**WORK TASK**
Please retype the listing below exactly, from its opening line through the line where "pixel 538 164" appears.

**SUPPLIED RECORDS**
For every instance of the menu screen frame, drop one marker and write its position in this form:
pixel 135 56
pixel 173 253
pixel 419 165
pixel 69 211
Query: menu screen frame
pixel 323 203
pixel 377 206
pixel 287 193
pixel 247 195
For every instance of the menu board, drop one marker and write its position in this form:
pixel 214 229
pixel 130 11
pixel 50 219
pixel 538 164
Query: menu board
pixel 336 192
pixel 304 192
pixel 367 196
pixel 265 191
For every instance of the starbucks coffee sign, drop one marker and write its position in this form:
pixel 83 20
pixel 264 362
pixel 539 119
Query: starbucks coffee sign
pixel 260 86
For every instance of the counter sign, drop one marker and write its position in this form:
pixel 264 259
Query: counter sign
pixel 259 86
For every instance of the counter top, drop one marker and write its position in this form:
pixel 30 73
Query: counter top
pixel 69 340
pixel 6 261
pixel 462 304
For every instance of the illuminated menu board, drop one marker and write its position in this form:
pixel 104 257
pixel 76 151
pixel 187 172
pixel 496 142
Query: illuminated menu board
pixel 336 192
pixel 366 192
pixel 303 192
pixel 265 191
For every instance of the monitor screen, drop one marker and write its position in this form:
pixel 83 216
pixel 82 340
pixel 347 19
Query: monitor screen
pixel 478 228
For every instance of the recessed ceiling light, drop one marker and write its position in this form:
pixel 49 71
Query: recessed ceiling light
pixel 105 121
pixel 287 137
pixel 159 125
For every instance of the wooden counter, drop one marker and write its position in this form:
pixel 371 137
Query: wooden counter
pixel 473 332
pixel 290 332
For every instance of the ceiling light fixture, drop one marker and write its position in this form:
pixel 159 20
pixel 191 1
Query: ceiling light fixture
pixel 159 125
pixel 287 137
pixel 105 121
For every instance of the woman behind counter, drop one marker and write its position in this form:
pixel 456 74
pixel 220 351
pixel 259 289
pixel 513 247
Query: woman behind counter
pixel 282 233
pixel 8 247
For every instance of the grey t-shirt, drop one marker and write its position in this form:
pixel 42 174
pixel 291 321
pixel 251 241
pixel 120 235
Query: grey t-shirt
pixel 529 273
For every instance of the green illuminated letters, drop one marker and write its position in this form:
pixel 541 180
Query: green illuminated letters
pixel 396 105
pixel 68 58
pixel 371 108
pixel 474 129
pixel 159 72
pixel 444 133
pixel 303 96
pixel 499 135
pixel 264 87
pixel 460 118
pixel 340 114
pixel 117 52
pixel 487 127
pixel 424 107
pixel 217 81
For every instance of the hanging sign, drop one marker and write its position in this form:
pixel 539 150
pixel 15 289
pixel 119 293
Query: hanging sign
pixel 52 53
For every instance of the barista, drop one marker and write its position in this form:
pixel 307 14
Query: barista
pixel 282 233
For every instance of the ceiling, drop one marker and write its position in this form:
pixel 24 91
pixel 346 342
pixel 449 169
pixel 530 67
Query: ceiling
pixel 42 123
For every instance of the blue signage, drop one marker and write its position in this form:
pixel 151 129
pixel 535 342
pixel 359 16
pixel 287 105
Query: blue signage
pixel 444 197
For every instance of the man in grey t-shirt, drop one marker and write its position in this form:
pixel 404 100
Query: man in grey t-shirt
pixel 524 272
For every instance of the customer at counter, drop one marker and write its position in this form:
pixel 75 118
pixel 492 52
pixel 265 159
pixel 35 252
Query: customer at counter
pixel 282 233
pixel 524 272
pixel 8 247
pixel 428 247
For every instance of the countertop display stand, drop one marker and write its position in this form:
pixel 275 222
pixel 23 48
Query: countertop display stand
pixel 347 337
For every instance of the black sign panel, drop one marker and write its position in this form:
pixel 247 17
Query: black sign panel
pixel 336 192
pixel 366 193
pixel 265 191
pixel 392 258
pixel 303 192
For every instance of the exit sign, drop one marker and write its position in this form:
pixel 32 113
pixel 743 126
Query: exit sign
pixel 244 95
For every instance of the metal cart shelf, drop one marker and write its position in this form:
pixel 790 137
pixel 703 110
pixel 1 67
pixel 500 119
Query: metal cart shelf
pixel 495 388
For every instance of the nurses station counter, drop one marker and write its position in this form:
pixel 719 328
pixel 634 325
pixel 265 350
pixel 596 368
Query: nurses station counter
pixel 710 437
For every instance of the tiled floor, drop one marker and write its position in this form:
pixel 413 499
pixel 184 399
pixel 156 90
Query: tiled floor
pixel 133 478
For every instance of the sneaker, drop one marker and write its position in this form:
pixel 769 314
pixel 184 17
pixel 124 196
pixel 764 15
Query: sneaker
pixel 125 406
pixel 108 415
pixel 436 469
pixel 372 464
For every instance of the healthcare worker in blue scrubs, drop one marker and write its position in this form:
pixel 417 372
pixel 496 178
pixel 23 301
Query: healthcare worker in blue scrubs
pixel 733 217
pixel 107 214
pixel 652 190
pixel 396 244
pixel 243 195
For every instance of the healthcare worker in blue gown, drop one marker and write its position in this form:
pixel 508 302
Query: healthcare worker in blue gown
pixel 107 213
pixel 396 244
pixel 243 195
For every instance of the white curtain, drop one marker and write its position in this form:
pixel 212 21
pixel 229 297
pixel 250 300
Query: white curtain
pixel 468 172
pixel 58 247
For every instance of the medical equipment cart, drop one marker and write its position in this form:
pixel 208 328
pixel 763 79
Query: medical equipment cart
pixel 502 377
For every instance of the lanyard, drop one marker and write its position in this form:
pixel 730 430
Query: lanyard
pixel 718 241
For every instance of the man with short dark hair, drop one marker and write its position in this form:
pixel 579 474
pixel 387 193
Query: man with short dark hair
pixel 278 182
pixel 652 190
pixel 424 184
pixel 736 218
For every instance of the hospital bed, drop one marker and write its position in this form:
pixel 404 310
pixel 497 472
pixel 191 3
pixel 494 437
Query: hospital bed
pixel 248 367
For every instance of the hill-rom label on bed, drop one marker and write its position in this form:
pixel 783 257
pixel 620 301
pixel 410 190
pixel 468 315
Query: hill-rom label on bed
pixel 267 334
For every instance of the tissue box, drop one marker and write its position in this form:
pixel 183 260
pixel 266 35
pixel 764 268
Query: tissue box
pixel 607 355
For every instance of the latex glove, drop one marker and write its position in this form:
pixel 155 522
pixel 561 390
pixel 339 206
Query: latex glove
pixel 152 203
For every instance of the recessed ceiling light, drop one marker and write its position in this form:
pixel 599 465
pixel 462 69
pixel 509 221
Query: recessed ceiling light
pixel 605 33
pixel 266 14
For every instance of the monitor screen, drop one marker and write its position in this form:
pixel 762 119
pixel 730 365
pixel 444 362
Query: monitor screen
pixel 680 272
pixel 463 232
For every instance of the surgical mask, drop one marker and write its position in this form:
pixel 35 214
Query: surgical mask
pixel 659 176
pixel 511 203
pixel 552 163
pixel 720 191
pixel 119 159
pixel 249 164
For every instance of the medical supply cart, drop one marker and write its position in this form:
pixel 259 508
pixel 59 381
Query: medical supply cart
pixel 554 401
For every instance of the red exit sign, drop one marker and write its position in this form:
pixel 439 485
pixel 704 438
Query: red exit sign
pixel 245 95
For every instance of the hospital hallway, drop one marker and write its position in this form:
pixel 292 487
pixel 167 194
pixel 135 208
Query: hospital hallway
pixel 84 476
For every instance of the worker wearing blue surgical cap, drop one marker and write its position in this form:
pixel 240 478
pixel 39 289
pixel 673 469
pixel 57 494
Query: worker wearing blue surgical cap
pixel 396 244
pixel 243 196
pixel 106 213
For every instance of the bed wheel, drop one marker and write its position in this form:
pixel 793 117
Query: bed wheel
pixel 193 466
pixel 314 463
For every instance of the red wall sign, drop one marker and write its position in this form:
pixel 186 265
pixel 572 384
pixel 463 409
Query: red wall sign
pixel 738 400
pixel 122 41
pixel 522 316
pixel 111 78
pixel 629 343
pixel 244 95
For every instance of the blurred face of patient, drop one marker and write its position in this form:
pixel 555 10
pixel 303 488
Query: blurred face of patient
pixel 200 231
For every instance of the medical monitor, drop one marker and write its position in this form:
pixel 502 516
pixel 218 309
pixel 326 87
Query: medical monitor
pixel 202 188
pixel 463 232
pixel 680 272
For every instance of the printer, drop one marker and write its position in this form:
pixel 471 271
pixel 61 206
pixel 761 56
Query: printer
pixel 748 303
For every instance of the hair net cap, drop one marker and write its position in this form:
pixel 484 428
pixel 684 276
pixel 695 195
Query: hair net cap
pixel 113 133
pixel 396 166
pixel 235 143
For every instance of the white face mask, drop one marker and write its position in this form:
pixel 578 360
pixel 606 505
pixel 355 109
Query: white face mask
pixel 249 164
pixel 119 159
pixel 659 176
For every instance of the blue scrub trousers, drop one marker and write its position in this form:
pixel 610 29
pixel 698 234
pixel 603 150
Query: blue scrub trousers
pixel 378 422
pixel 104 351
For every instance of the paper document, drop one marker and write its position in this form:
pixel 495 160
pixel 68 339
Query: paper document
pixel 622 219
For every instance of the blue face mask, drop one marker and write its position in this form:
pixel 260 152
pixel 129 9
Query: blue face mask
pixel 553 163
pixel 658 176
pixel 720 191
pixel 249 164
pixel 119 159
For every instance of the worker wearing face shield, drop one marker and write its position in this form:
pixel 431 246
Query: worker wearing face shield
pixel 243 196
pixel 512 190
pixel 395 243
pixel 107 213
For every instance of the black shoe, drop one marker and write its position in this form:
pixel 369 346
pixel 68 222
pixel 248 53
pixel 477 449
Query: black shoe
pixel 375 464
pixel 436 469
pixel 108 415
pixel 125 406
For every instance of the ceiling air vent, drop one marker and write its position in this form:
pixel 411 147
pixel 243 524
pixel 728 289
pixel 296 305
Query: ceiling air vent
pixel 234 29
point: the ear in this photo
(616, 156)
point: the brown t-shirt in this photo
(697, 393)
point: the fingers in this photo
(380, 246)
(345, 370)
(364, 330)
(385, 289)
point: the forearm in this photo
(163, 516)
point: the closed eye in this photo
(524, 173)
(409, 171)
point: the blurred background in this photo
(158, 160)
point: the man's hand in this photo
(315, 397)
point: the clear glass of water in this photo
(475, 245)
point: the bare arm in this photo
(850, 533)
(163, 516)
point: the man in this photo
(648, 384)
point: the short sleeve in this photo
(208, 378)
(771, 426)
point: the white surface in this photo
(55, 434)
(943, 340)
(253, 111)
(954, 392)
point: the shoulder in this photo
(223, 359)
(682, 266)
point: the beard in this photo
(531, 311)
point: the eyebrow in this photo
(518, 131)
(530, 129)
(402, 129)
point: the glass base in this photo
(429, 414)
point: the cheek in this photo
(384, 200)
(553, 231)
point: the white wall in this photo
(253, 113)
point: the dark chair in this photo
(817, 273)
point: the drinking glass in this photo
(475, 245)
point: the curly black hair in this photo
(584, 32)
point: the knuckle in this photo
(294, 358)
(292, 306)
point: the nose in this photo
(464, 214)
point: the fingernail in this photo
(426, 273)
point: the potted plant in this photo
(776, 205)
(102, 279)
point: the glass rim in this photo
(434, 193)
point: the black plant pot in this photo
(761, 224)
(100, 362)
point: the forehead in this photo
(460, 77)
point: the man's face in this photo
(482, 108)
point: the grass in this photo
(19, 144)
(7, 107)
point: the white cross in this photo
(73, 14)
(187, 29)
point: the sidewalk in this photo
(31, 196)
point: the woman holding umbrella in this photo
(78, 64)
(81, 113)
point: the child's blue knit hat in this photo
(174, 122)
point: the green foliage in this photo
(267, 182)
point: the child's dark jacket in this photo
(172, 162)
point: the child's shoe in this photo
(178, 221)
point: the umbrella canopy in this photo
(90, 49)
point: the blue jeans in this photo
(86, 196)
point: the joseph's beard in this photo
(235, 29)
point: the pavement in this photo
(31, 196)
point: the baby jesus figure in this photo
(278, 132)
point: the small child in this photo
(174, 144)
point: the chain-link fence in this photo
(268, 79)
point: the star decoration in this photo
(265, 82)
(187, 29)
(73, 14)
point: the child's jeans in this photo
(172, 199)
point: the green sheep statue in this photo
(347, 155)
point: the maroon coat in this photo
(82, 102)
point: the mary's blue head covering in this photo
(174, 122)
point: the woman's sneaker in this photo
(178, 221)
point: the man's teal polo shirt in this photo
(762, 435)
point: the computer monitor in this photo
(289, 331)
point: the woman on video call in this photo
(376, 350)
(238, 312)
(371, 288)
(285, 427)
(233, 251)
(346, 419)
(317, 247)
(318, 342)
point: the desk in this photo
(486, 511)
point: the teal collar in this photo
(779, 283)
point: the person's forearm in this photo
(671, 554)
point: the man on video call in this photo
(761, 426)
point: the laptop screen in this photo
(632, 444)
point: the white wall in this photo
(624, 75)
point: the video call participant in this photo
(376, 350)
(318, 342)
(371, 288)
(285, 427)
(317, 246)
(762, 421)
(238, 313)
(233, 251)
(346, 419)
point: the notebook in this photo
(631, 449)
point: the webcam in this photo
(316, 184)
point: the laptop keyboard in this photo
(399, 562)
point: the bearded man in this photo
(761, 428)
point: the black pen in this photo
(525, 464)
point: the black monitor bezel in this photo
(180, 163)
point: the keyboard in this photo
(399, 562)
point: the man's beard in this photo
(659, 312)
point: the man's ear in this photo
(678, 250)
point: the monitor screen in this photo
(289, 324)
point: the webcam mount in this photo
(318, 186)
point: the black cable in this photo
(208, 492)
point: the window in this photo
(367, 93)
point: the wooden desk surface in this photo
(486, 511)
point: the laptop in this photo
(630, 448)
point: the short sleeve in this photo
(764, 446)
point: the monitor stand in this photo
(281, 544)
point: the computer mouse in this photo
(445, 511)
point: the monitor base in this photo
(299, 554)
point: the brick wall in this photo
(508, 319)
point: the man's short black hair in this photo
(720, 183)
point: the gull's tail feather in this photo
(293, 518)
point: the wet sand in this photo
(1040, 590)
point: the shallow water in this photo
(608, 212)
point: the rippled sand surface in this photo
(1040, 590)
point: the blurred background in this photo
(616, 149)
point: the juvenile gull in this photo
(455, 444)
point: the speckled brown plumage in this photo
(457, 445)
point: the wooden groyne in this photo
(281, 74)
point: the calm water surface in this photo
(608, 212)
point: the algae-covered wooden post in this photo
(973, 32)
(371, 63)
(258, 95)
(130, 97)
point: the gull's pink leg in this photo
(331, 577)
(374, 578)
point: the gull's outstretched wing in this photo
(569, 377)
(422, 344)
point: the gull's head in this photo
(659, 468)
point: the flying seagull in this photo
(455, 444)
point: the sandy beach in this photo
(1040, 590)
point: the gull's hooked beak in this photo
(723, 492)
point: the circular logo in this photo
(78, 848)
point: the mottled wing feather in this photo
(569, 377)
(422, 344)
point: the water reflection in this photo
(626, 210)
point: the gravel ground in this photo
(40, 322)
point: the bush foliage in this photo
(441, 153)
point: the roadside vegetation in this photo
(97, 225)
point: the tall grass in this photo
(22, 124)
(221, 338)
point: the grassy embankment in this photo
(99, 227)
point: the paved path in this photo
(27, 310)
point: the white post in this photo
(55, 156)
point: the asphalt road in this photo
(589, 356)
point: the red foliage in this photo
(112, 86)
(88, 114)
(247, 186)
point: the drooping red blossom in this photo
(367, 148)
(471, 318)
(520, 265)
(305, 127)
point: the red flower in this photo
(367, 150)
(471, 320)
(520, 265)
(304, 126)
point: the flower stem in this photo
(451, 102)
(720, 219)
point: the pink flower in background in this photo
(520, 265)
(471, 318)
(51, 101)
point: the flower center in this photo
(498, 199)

**FINISHED TASK**
For every instance of the menu screen frame, drop one marker and write its position in this form:
pixel 135 56
pixel 173 253
pixel 419 165
pixel 69 211
Query: menu screen frame
pixel 323 203
pixel 377 206
pixel 287 193
pixel 247 195
For every instance of the menu board, drop one marker and write its position in this form:
pixel 214 229
pixel 130 11
pixel 50 219
pixel 538 164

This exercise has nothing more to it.